# Scraping NBA Leaders' Data

## Importing needed Libraries

In [1]:
import pandas as pd
import requests
pd.set_option('display.max_columns', None)
import time
import numpy as np

In [2]:
test_url="https://stats.nba.com/stats/leagueLeaders?LeagueID=00&PerMode=PerGame&Scope=S&Season=2012-13&SeasonType=Regular%20Season&StatCategory=PTS"

### requesting HTML and converting it to json

In [3]:
r=requests.get(url=test_url).json()

### Setting up Heading Row for table

In [4]:
table_headers=r['resultSet']['headers']

### Adding Years and Season for new DataFrame

In [5]:
temp_df1=pd.DataFrame(r['resultSet']['rowSet'], columns=table_headers)
temp_df2=pd.DataFrame({'Year':['2012-13' for i in range(len(temp_df1))],
                      'Season_type':['Regular%20Season' for i in range(len(temp_df1))]})

### Concatinating the DataFrames

In [6]:
temp_df3=pd.concat([temp_df2, temp_df1], axis=1)

In [7]:
del temp_df1, temp_df2, temp_df3

# Summing up Everything in one code

### Headers to be not considered as bot

In [8]:
headers={
        'Accept': '*/*',
        'Accept-Encoding': 'gzip, deflate, br',
        'Accept-Language': 'en-GB,en-US;q=0.9,en;q=0.8,hi;q=0.7,fr;q=0.6',
        'Connection': 'keep-alive',
        'Host': 'stats.nba.com',
        'If-Modified-Since': 'Fri, 25 Nov 2022 12:34:17 GMT',
        'Origin': 'https://www.nba.com',
        'Referer': 'https://www.nba.com/',
        'sec-ch-ua': '"Google Chrome";v="107", "Chromium";v="107", "Not=A?Brand";v="24"',
        'sec-ch-ua-mobile': '?0',
        'sec-ch-ua-platform': "Windows",
       'Sec-Fetch-Dest': 'empty',
        'Sec-Fetch-Mode': 'cors',
        'Sec-Fetch-Site': 'same-site',
        'User-Agent': 'Mozilla/5.0 (Windows NT 10.0; Win64; x64) AppleWebKit/537.36 (KHTML, like Gecko) Chrome/107.0.0.0 Safari/537.36'
}

### Defining DataFrame Columns' Titles

In [9]:
df_cols=['Year', 'Season_type']+ table_headers

In [10]:
pd.DataFrame(columns=df_cols)

Unnamed: 0,Year,Season_type,PLAYER_ID,RANK,PLAYER,TEAM_ID,TEAM,GP,MIN,FGM,FGA,FG_PCT,FG3M,FG3A,FG3_PCT,FTM,FTA,FT_PCT,OREB,DREB,REB,AST,STL,BLK,TOV,PTS,EFF


### Defining Selective Attributes

In [11]:
df=pd.DataFrame(columns=df_cols)

→ Records

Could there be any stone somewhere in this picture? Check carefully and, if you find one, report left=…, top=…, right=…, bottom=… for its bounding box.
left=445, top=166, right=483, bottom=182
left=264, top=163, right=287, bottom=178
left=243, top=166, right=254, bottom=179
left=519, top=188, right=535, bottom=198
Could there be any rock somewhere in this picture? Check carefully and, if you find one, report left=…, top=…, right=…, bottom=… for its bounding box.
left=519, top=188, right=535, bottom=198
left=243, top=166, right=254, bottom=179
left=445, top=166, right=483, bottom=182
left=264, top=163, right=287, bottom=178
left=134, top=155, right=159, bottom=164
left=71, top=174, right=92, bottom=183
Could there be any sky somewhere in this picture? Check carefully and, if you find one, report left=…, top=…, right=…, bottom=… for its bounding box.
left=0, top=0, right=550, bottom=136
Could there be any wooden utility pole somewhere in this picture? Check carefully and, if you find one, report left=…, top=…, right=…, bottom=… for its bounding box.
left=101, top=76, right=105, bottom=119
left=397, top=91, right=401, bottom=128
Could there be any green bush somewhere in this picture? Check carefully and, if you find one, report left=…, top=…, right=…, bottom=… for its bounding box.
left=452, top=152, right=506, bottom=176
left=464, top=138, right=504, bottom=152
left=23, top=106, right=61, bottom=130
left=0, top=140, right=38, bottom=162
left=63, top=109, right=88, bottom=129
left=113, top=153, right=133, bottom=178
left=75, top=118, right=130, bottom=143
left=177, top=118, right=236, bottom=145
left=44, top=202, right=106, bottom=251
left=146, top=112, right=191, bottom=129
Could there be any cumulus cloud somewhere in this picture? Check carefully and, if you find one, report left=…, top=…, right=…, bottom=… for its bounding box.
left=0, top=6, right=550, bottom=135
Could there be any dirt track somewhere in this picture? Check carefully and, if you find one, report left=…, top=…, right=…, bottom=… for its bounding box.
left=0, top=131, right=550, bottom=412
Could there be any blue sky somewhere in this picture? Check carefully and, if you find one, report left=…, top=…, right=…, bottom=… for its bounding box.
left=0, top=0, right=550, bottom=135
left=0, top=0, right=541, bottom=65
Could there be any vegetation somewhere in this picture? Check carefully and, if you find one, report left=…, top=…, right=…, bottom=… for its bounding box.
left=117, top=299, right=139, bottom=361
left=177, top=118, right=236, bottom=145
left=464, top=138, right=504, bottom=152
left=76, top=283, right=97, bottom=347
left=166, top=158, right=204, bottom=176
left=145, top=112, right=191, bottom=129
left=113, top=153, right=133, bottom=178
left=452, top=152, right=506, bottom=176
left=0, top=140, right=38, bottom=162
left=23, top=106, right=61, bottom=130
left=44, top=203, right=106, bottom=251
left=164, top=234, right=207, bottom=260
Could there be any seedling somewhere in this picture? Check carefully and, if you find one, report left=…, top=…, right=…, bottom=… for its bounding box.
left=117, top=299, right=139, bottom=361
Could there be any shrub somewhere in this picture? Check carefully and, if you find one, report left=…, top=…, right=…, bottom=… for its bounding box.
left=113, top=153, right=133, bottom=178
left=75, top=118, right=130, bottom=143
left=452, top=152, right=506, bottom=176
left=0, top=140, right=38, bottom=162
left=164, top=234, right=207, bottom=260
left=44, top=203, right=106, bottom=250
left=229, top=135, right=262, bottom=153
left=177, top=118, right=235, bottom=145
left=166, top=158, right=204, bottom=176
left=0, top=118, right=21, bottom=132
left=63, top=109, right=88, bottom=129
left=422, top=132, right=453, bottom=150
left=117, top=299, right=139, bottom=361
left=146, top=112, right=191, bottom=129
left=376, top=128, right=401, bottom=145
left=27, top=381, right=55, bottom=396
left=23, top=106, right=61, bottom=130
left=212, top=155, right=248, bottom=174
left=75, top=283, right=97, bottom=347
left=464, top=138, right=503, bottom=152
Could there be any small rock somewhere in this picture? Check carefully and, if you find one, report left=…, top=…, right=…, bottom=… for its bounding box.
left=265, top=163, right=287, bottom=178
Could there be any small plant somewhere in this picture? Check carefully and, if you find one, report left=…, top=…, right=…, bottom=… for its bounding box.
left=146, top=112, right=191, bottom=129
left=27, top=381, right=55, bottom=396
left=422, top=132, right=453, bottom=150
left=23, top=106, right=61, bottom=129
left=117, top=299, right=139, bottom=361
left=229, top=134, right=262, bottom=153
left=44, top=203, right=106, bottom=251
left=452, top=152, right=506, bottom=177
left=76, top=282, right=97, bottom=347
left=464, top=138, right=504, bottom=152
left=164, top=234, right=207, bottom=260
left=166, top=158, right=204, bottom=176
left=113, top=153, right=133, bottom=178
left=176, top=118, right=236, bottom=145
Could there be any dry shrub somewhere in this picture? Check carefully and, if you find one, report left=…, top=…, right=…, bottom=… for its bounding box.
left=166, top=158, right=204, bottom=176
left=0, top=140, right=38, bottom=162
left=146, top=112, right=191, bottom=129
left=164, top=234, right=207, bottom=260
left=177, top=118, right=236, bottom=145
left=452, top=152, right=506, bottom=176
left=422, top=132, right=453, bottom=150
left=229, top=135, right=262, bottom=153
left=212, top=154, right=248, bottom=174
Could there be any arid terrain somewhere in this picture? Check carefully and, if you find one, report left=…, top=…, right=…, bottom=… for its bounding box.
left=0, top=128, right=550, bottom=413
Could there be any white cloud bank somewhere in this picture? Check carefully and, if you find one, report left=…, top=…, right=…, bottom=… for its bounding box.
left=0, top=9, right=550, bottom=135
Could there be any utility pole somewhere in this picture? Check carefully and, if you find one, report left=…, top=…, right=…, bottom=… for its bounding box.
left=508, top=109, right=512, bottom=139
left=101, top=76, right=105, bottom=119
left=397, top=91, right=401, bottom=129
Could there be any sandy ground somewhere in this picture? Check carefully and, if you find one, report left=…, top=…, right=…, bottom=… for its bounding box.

→ Tasks to complete
a: Reproduce the stretch of the NBA scraping notebook from "import time" through "r=requests.get(url=test_url).json()".
b: In the NBA scraping notebook, what value is given for the 'Host' header?

→ Complete answers
a:
import time
import numpy as np

In [2]:
test_url="https://stats.nba.com/stats/leagueLeaders?LeagueID=00&PerMode=PerGame&Scope=S&Season=2012-13&SeasonType=Regular%20Season&StatCategory=PTS"

### requesting HTML and converting it to json

In [3]:
r=requests.get(url=test_url).json()

b: stats.nba.com